Records to process
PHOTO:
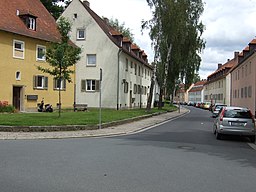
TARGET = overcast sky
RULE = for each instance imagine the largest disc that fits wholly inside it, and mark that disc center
(230, 26)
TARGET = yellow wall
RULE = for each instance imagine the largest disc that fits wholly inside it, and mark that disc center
(27, 67)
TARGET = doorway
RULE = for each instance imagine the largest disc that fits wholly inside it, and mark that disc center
(17, 97)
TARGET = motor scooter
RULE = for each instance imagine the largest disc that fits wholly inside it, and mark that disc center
(44, 108)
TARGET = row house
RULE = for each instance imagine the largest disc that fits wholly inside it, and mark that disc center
(243, 80)
(181, 94)
(126, 74)
(196, 93)
(26, 28)
(218, 85)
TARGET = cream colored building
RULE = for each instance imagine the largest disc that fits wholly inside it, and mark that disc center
(26, 28)
(218, 85)
(126, 73)
(243, 79)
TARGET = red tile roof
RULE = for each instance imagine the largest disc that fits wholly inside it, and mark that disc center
(46, 28)
(108, 29)
(228, 65)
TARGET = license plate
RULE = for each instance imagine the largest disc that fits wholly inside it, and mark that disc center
(237, 124)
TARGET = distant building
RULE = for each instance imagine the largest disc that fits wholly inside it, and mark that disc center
(196, 93)
(26, 28)
(243, 79)
(218, 85)
(181, 94)
(126, 74)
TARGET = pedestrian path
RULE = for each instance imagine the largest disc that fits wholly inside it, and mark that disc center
(127, 128)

Written problem
Copy out every entry above verbatim, leaving out the pictures.

Solution
PHOTO:
TARGET = overcast sky
RULE = for each instance imagine the largest disc that fits wholly inside it, and mark that disc center
(230, 26)
TARGET = yellow wall
RULE = for each instance imagine the largest disc that fits wholly inside it, and mark that disc center
(27, 67)
TARGET = doorway
RULE = for each instance imagine the largest disc that fits wholly inside it, and mark that disc center
(17, 97)
TARGET = motor scooter
RULE = for each instance imagine the largest disc that fits wholly inside it, and mark that disc center
(44, 108)
TARGET = row house
RULE = for each instance imagine the largest disc that fits wholly inside it, and mark that disc center
(243, 80)
(181, 94)
(126, 74)
(196, 93)
(26, 28)
(218, 85)
TARGET = cream colored building
RULE = for each instance imagine the largest disc that fits wholly inside it, and mark that disc center
(26, 28)
(218, 85)
(126, 73)
(243, 79)
TARGET = red tile roof
RULE = for each instance imagine the largest disc that fits wholly inside it, and mark that disc center
(46, 28)
(108, 29)
(228, 65)
TARGET = license plate
RULE = for each instance imagine the largest disc that fits wholly inside it, and mark that disc center
(237, 124)
TARGET = distant building
RULE = for each instance imagine the largest disc that fits wholly inside it, and mark that disc center
(196, 93)
(26, 28)
(243, 79)
(218, 85)
(181, 94)
(126, 74)
TARGET = pedestrian path
RULE = for each instance imagine the largest disc that fits wholly inside it, and mark that disc center
(127, 128)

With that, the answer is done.